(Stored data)

□ □ □ □ □ □ □

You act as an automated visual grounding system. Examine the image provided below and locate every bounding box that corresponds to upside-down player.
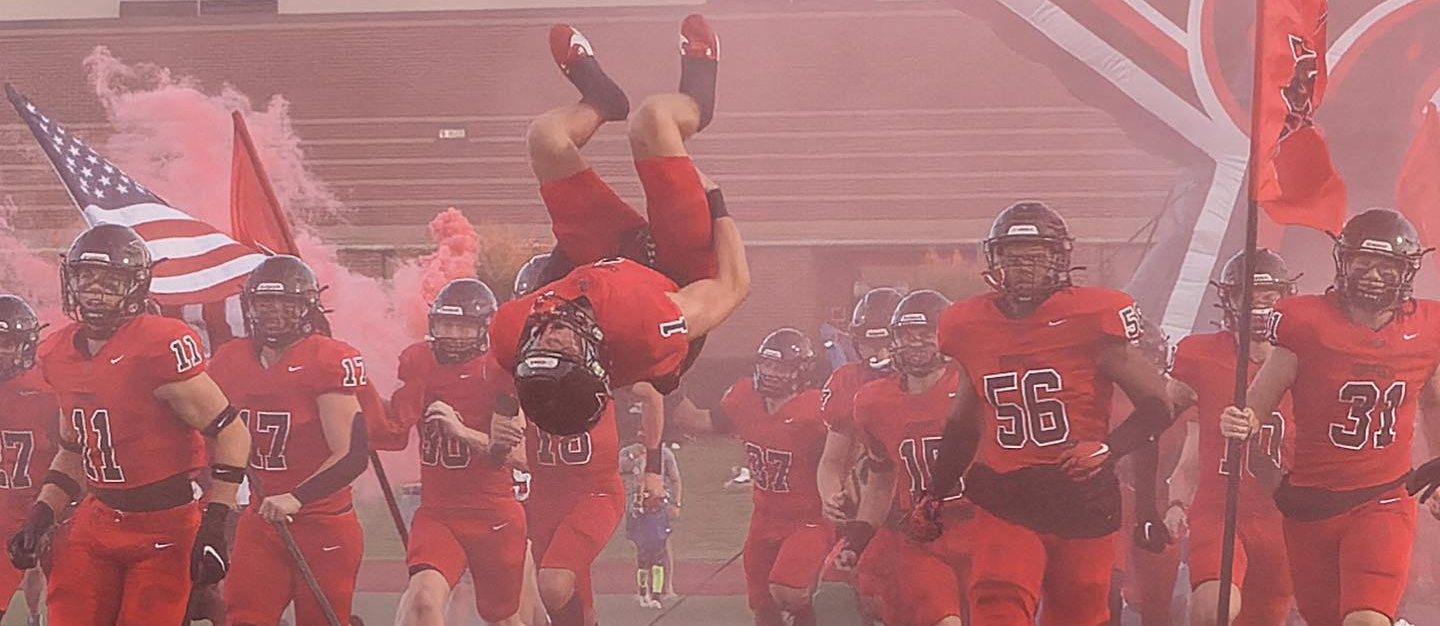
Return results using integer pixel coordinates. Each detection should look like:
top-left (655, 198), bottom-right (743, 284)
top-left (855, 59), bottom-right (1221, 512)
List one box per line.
top-left (1221, 209), bottom-right (1440, 626)
top-left (6, 223), bottom-right (250, 626)
top-left (389, 278), bottom-right (530, 626)
top-left (917, 202), bottom-right (1175, 626)
top-left (840, 290), bottom-right (972, 626)
top-left (209, 255), bottom-right (372, 626)
top-left (1166, 249), bottom-right (1296, 626)
top-left (0, 296), bottom-right (58, 624)
top-left (716, 328), bottom-right (828, 626)
top-left (486, 16), bottom-right (749, 626)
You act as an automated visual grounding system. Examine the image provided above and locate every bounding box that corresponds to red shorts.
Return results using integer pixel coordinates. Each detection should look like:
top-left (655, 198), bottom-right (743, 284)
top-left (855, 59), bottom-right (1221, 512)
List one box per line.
top-left (1188, 503), bottom-right (1293, 625)
top-left (968, 507), bottom-right (1115, 626)
top-left (407, 504), bottom-right (528, 622)
top-left (46, 496), bottom-right (201, 626)
top-left (539, 157), bottom-right (715, 284)
top-left (225, 507), bottom-right (365, 626)
top-left (854, 507), bottom-right (973, 626)
top-left (742, 517), bottom-right (832, 612)
top-left (526, 490), bottom-right (625, 615)
top-left (1282, 488), bottom-right (1416, 626)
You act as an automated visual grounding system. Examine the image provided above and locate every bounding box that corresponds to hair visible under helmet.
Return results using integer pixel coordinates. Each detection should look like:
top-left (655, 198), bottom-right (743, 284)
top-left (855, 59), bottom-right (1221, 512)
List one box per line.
top-left (1331, 208), bottom-right (1430, 313)
top-left (849, 287), bottom-right (903, 371)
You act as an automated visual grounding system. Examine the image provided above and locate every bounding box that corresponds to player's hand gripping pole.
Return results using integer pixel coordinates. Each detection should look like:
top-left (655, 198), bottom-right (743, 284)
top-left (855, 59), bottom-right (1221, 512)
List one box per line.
top-left (272, 520), bottom-right (345, 626)
top-left (369, 450), bottom-right (410, 546)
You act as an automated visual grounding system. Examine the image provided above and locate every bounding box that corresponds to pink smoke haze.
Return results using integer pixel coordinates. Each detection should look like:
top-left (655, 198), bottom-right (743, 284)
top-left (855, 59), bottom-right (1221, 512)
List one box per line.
top-left (390, 207), bottom-right (481, 338)
top-left (0, 207), bottom-right (63, 324)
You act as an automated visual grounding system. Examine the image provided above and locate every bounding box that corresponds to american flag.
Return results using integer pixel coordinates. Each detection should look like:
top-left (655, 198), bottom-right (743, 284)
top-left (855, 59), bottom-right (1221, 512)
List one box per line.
top-left (5, 84), bottom-right (265, 352)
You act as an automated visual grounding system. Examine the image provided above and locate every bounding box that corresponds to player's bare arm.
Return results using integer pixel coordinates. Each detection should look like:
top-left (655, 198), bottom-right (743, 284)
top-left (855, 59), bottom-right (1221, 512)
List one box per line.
top-left (818, 430), bottom-right (860, 523)
top-left (155, 372), bottom-right (249, 507)
top-left (1165, 420), bottom-right (1200, 535)
top-left (1221, 345), bottom-right (1298, 441)
top-left (631, 381), bottom-right (669, 502)
top-left (257, 391), bottom-right (368, 523)
top-left (1086, 338), bottom-right (1175, 470)
top-left (665, 215), bottom-right (751, 339)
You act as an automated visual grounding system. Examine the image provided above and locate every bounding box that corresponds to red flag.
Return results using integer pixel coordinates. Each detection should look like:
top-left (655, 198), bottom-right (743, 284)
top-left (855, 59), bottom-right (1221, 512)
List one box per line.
top-left (1249, 0), bottom-right (1346, 234)
top-left (230, 111), bottom-right (300, 256)
top-left (1397, 103), bottom-right (1440, 248)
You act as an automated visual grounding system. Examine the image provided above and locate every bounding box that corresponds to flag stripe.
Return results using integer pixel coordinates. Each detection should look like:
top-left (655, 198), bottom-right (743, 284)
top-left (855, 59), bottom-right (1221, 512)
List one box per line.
top-left (83, 202), bottom-right (212, 229)
top-left (148, 233), bottom-right (252, 264)
top-left (153, 254), bottom-right (264, 294)
top-left (153, 275), bottom-right (249, 307)
top-left (132, 219), bottom-right (229, 241)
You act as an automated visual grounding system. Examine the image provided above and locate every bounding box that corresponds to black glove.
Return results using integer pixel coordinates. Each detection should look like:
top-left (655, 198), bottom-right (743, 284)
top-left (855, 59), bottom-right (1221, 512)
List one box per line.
top-left (190, 503), bottom-right (232, 586)
top-left (836, 521), bottom-right (876, 554)
top-left (900, 493), bottom-right (945, 543)
top-left (7, 503), bottom-right (54, 570)
top-left (1133, 518), bottom-right (1173, 554)
top-left (1407, 456), bottom-right (1440, 503)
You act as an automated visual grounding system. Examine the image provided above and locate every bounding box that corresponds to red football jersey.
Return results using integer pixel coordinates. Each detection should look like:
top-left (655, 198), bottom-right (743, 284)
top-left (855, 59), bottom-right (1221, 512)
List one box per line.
top-left (939, 287), bottom-right (1141, 474)
top-left (819, 362), bottom-right (885, 434)
top-left (0, 367), bottom-right (59, 522)
top-left (1170, 331), bottom-right (1293, 511)
top-left (720, 380), bottom-right (826, 521)
top-left (210, 335), bottom-right (370, 514)
top-left (854, 366), bottom-right (964, 510)
top-left (490, 259), bottom-right (690, 389)
top-left (39, 315), bottom-right (208, 489)
top-left (1270, 294), bottom-right (1440, 490)
top-left (391, 341), bottom-right (518, 511)
top-left (524, 403), bottom-right (622, 496)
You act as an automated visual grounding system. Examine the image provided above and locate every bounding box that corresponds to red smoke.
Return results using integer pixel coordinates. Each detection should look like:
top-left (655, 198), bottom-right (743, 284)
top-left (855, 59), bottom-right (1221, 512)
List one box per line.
top-left (0, 206), bottom-right (62, 325)
top-left (391, 208), bottom-right (481, 338)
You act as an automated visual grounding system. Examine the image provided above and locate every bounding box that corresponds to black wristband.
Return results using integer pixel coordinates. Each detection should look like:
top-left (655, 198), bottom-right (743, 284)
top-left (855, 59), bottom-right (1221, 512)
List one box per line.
top-left (211, 464), bottom-right (246, 484)
top-left (202, 405), bottom-right (241, 437)
top-left (706, 188), bottom-right (728, 220)
top-left (42, 470), bottom-right (82, 501)
top-left (201, 501), bottom-right (232, 523)
top-left (645, 448), bottom-right (664, 475)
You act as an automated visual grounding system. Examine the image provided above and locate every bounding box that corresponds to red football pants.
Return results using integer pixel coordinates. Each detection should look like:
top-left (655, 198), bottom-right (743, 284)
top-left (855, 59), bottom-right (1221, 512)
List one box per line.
top-left (1188, 504), bottom-right (1293, 626)
top-left (968, 507), bottom-right (1115, 626)
top-left (407, 504), bottom-right (528, 623)
top-left (742, 517), bottom-right (832, 614)
top-left (46, 496), bottom-right (201, 626)
top-left (526, 490), bottom-right (625, 621)
top-left (539, 156), bottom-right (716, 284)
top-left (856, 507), bottom-right (973, 626)
top-left (225, 507), bottom-right (364, 626)
top-left (1282, 489), bottom-right (1416, 626)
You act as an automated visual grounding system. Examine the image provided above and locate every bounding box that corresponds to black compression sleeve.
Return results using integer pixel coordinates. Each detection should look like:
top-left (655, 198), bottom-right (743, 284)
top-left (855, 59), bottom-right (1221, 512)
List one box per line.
top-left (1104, 395), bottom-right (1173, 460)
top-left (293, 413), bottom-right (370, 505)
top-left (927, 413), bottom-right (979, 498)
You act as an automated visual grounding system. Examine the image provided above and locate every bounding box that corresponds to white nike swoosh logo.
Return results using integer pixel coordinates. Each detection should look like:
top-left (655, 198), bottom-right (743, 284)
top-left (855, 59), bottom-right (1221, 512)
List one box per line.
top-left (491, 522), bottom-right (511, 531)
top-left (203, 546), bottom-right (225, 573)
top-left (948, 392), bottom-right (958, 398)
top-left (459, 373), bottom-right (472, 379)
top-left (110, 355), bottom-right (125, 364)
top-left (322, 545), bottom-right (342, 552)
top-left (1047, 319), bottom-right (1068, 327)
top-left (1403, 334), bottom-right (1420, 341)
top-left (288, 366), bottom-right (304, 372)
top-left (154, 542), bottom-right (174, 549)
top-left (1379, 497), bottom-right (1402, 504)
top-left (783, 418), bottom-right (795, 424)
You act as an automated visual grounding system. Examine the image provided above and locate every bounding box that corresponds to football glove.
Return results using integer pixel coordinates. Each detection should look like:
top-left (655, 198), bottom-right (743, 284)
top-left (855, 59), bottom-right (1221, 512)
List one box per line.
top-left (1058, 441), bottom-right (1110, 480)
top-left (190, 503), bottom-right (232, 586)
top-left (1133, 518), bottom-right (1173, 554)
top-left (900, 494), bottom-right (945, 543)
top-left (6, 503), bottom-right (53, 570)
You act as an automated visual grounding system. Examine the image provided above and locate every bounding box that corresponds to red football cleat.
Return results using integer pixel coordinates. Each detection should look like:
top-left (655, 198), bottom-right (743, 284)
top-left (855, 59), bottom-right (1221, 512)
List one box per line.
top-left (680, 14), bottom-right (718, 61)
top-left (549, 24), bottom-right (595, 74)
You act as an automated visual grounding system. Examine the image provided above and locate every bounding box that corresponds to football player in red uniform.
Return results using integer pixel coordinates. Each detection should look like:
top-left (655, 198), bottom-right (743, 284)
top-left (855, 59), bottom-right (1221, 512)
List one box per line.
top-left (208, 255), bottom-right (371, 626)
top-left (917, 202), bottom-right (1174, 626)
top-left (1221, 209), bottom-right (1440, 626)
top-left (0, 296), bottom-right (58, 623)
top-left (389, 278), bottom-right (530, 626)
top-left (489, 14), bottom-right (750, 439)
top-left (717, 328), bottom-right (828, 626)
top-left (6, 223), bottom-right (250, 626)
top-left (1165, 249), bottom-right (1296, 626)
top-left (817, 287), bottom-right (904, 523)
top-left (842, 290), bottom-right (972, 626)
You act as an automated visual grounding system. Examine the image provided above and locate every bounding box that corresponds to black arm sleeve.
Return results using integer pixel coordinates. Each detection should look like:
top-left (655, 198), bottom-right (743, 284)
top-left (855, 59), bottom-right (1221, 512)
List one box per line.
top-left (927, 411), bottom-right (979, 499)
top-left (1104, 395), bottom-right (1173, 460)
top-left (1129, 441), bottom-right (1162, 520)
top-left (292, 413), bottom-right (370, 505)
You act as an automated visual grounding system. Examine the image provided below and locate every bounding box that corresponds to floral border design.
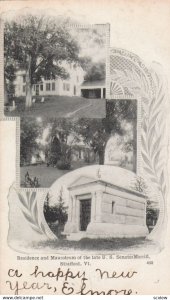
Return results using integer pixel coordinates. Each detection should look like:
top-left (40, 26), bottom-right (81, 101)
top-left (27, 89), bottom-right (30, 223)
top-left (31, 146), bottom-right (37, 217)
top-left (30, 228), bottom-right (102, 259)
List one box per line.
top-left (110, 48), bottom-right (169, 242)
top-left (18, 191), bottom-right (47, 235)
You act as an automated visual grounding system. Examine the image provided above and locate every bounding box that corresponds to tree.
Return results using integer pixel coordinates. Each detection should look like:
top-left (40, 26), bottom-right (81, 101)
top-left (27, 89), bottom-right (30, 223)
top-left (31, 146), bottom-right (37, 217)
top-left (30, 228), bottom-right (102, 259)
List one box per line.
top-left (45, 118), bottom-right (75, 168)
top-left (146, 207), bottom-right (159, 229)
top-left (49, 118), bottom-right (74, 144)
top-left (4, 23), bottom-right (17, 104)
top-left (84, 61), bottom-right (105, 82)
top-left (131, 176), bottom-right (159, 231)
top-left (47, 136), bottom-right (62, 167)
top-left (74, 101), bottom-right (136, 165)
top-left (4, 14), bottom-right (80, 107)
top-left (75, 116), bottom-right (124, 165)
top-left (131, 176), bottom-right (149, 194)
top-left (106, 100), bottom-right (137, 172)
top-left (20, 118), bottom-right (42, 165)
top-left (4, 64), bottom-right (16, 104)
top-left (44, 189), bottom-right (68, 237)
top-left (73, 101), bottom-right (137, 166)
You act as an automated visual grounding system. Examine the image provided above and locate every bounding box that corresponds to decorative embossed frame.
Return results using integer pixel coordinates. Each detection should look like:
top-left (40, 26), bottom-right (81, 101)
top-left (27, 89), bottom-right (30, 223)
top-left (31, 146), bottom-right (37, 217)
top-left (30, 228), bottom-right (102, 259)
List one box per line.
top-left (107, 47), bottom-right (169, 244)
top-left (0, 10), bottom-right (169, 248)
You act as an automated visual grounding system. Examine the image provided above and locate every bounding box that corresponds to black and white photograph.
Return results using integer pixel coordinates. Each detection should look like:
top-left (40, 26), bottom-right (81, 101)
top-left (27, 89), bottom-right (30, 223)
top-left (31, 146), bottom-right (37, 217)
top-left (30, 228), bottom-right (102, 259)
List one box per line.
top-left (20, 100), bottom-right (137, 188)
top-left (4, 11), bottom-right (109, 118)
top-left (41, 167), bottom-right (159, 250)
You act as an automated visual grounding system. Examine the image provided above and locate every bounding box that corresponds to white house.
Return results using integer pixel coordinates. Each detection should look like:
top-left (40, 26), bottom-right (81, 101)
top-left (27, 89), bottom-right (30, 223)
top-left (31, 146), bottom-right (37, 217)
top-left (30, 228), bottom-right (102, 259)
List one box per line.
top-left (80, 79), bottom-right (106, 99)
top-left (14, 62), bottom-right (85, 98)
top-left (71, 145), bottom-right (99, 164)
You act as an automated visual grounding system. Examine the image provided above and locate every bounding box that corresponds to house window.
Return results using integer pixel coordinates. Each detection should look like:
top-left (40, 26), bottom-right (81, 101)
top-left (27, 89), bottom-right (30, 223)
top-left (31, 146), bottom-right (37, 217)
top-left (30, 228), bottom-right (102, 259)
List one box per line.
top-left (33, 85), bottom-right (36, 91)
top-left (63, 83), bottom-right (70, 91)
top-left (23, 85), bottom-right (26, 93)
top-left (40, 84), bottom-right (43, 91)
top-left (111, 202), bottom-right (115, 214)
top-left (23, 75), bottom-right (26, 83)
top-left (78, 149), bottom-right (81, 159)
top-left (52, 82), bottom-right (55, 91)
top-left (46, 83), bottom-right (51, 91)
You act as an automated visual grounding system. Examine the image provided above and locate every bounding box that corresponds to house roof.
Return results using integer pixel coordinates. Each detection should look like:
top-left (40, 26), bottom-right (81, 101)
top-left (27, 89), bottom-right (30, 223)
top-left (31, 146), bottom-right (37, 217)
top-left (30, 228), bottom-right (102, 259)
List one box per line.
top-left (81, 79), bottom-right (106, 87)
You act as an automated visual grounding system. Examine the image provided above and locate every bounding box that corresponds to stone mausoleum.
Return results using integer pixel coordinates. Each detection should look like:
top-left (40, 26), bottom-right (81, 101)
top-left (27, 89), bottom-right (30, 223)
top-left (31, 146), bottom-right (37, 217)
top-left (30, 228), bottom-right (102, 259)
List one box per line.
top-left (63, 176), bottom-right (149, 240)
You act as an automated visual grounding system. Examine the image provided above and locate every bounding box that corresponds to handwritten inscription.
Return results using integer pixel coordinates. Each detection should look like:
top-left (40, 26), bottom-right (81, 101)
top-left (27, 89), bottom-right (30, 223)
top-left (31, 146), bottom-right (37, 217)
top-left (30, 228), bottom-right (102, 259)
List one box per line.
top-left (6, 266), bottom-right (138, 295)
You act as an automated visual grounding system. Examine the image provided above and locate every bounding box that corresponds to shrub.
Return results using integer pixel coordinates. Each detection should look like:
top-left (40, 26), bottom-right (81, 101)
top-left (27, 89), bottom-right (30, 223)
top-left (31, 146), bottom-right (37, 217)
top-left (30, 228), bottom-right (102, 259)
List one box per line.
top-left (57, 159), bottom-right (71, 170)
top-left (44, 190), bottom-right (68, 238)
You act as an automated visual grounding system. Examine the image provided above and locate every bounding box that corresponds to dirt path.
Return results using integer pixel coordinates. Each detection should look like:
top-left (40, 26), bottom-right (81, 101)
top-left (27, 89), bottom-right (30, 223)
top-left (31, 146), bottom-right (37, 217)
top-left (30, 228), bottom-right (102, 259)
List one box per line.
top-left (64, 98), bottom-right (106, 118)
top-left (64, 102), bottom-right (92, 118)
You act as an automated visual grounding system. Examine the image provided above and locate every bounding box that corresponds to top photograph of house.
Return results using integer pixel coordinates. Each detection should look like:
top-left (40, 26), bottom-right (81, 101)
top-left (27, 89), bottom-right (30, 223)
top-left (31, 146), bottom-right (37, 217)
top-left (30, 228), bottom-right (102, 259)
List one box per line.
top-left (4, 12), bottom-right (109, 118)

□ □ □ □ □ □ □

(What the task asks)
Provide the count of lines holding the word "sleeve" in these entries, and no other words.

(Reply)
2